===== 本文

商店の並んでいる町の一角や通りなどに不思議なお店を発見した経験はないでしょうか。
異様にさびれており、ショーウィンドウのガラスはひび割れ、色あせたメニューサンプルはホコリが積もり、看板の照明は消えたままのお店。
一見潰れているのかと見間違えるほどの「浮いている」飲食店や洋服屋さんなどを街で発見することがあると思います。
今回はそのようなお店の中でも「不思議な美容院」にスポットを当ててみようと思います。
前述したように、一見営業しているのか不明な美容院を街で見かけたことがある方も多いと思います。
閉店しているかと思いきやたまに人の気配があり、しっかりと美容院として機能しているお店。
年配の美容師さんが運営しているケースが多く見られます。
そのような美容院のパターンとして、「来店したら断られる」ケースも多いようです。
集客意識もなく、まさに潰れそうなお店と表現していいと思いますが、そこには一体どのようなカラクリが隠されているのでしょうか。
カットとカラーをする為に美容室に行こうと決断したとします。
しかしいつも行っている美容室が休みのため、苦肉の策で「不思議な美容院」へ行ってみるとします。
確かに年配の美容師さんは存在しますが、お客の気配はない。
気軽にカットとカラーを頼もうとすると「今日は予約でいっぱいです」と断られてしまうとします。
この美容院、どんなタイプのお店かお分かりになるでしょうか?
・一見さんお断りの高級店なのか?
・特別な日だけ営業する隠れた名店なのか?
もちろんどちらでもありません。
以前からの顧客のみで成り立っており、その顧客が来店する時にだけ営業する美容院です。
しかし、顧客を大事に運営していくことは重要なことですが、しっかりとした収益構造が構築されていないとお店の存続は難しいでしょう。
商売を存続していくためには必要な利益を出し続けていかなくてはいけません。
必要な利益を生むためには売上を増やすことを重要視するサロンも多いですが、経費を削減するということも重要な経営判断です。
単純明解ですが「売上を増やす」か「費用を減らす」事が出来れば利益を出す事ができます。
この不思議な美容院では、徹底的に費用を減らすことにより、新規集客に着目せずに堅実な経営ができていると言えます。
カットとカラーをオーダーすると断られる理由は、余剰材料が存在せず、カラー施術ができないので断らざるをえないということになります。

==========
===== 入力資料

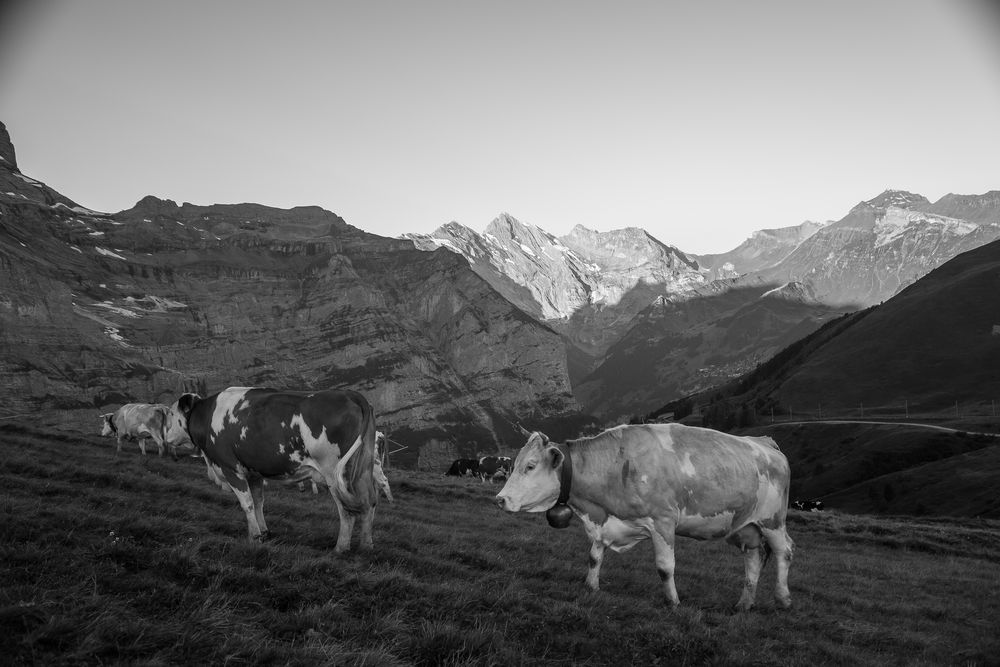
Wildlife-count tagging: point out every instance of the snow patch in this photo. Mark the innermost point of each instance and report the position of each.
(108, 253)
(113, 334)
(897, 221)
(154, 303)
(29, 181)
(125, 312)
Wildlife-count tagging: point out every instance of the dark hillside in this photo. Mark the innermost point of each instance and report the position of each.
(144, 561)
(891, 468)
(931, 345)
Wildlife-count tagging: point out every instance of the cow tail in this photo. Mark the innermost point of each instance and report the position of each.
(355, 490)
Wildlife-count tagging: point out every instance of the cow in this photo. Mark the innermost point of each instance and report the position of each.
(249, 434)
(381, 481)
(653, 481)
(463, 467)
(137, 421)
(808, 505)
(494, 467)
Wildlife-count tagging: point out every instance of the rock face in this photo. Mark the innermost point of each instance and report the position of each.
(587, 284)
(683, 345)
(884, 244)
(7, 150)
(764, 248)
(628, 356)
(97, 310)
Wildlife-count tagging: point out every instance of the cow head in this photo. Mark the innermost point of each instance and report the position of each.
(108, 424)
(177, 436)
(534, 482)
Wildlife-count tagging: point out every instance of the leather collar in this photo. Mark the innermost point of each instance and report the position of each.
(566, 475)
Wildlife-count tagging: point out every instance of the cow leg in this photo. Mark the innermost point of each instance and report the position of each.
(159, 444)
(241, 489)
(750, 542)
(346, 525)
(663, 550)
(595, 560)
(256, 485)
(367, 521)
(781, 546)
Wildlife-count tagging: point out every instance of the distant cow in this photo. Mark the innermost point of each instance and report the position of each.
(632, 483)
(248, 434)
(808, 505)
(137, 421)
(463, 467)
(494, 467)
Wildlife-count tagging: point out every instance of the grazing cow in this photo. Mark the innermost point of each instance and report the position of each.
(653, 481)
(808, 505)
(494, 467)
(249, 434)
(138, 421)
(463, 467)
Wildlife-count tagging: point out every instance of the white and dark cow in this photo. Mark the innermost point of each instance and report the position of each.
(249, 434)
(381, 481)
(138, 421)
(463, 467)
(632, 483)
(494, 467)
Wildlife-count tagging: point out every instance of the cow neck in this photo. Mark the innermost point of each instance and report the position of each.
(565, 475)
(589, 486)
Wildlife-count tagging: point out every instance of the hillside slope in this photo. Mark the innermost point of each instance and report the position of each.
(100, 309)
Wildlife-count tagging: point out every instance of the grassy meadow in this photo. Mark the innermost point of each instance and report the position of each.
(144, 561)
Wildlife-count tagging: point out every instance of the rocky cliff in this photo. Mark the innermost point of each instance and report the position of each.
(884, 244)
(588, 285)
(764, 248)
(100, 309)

==========

やること:
(1) 本文では、この不思議な美容院はどのような客だけで成り立っているとされているか。
(2) 記録の中で「Wildlife-count tagging: point out every instance of the hillside」を含む行から始め、記録の最後の行で終えて、その範囲の行を両端も含めて一字も変えずに出力する。

解答一覧:
(1) 以前からの顧客のみで成り立っている。

(2)
Wildlife-count tagging: point out every instance of the hillside slope in this photo. Mark the innermost point of each instance and report the position of each.
(100, 309)
Wildlife-count tagging: point out every instance of the grassy meadow in this photo. Mark the innermost point of each instance and report the position of each.
(144, 561)
Wildlife-count tagging: point out every instance of the rocky cliff in this photo. Mark the innermost point of each instance and report the position of each.
(884, 244)
(588, 285)
(764, 248)
(100, 309)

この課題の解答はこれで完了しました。